> **Passage shown**
As dog owners, we like to listen to every sound our pups make and analyze what they could possibly mean. This is especially true when we hear our dogs sneeze. Is our little prince or princess getting sick? Are they trying to tell us something? Here is a look at some possible reasons why your dog may be sneezing.
A sneezing dog may indicate illness. Even though their nose is a lot more sensitive and complex than ours, a simple cold or sinus infection will have them sneezing just like we do. And just like us, they should get better in a few days.
If you find your dog tends to get the sneezes during certain times of the year, the issue may be seasonal allergies. Pollen from plants and trees can cause inflammation in the nasal passages, which leads to sneezing. If you find the sneezing is most common in the late spring-early summer, they may be allergic to tree pollen. If the sneezing occurs mid-summer, the culprit is likely grass allergies. If your dog’s sneezing is most common in fall, the cause may be weeds and other types of plants. No matter what the cause, the period they are effected should only be around two weeks.
Another reason your dog may be sneezing is that they have something stuck up their nose that they are unable to reach with their paws. As dogs often walk around with their noses to the ground gathering up all the different smells, they can pick up items like grass, twigs and carpet fibers.
Most of these irritants should come out easily with your dog’s sneezing or if it is a larger blockage that you can see, you could try and remove it yourself. Just keep in mind that your pup’s nose is quite sensitive and may require attention from a vet.

> **Entries supplied**
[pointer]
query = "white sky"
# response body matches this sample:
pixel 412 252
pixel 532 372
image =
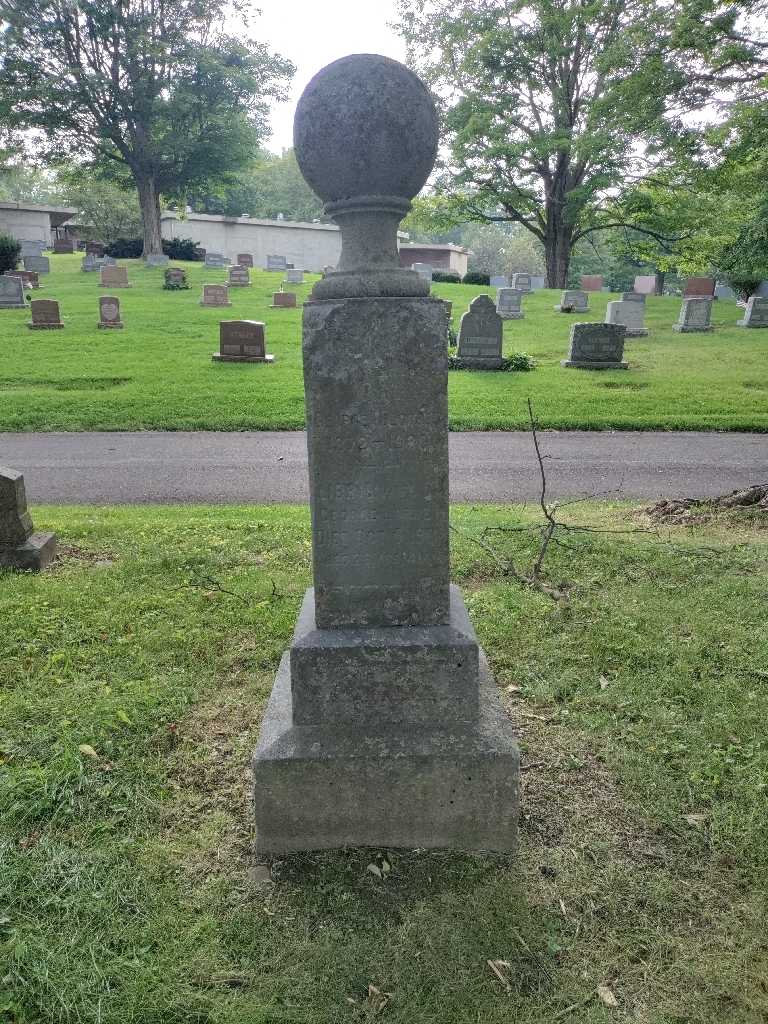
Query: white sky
pixel 311 34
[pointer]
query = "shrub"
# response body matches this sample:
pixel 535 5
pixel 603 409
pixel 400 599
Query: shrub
pixel 10 253
pixel 474 278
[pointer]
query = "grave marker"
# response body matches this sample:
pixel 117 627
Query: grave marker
pixel 20 547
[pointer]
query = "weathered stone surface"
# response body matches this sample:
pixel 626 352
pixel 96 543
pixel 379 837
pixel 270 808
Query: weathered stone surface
pixel 242 341
pixel 480 335
pixel 215 295
pixel 631 314
pixel 509 303
pixel 11 293
pixel 757 312
pixel 573 301
pixel 45 315
pixel 596 346
pixel 109 313
pixel 114 276
pixel 695 316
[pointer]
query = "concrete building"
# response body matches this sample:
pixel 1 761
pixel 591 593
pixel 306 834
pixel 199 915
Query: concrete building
pixel 30 222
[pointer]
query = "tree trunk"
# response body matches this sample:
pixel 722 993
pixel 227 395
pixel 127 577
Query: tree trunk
pixel 148 199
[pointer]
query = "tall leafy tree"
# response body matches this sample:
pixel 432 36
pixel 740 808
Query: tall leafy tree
pixel 156 92
pixel 547 104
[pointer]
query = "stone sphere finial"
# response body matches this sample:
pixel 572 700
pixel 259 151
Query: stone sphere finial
pixel 366 138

> **What this exercise asks**
[A] Please render this sentence from the piece on why dogs sneeze into Spanish: "Pollen from plants and trees can cause inflammation in the nasal passages, which leads to sneezing."
[B] Carry on the piece on why dogs sneeze, starting right after its final sentence.

> **Task results**
[A] El polen de las plantas y los árboles puede causar inflamación en las fosas nasales, lo que provoca estornudos.

[B]
For some dogs, they may be attempting to communicate by making a sneezing sound. This is especially true if the sneeze is accompanied by them bowing their head in a slightly excited fashion. When they do this around other dogs, they could be trying to say two things: A) they really want to play, and B) they are no threat to that other dog.
Dogs may also make a sneezing sound when they are excited for something you are doing with them. If they make a sneezing sound when you tell them you are taking them for a walk or getting a treat, they are just telling you that they are really happy and excited for that thing you are about to do with them.
The only time you likely need to be concerned about your dog’s sneezing is if it occurs over an extended period of time with no apparent cause. If a lengthy sneezing attack is accompanied by symptoms such as nose bleeds, nasal discharge, lethargy or they are having difficulty breathing, have their vet take a look at them.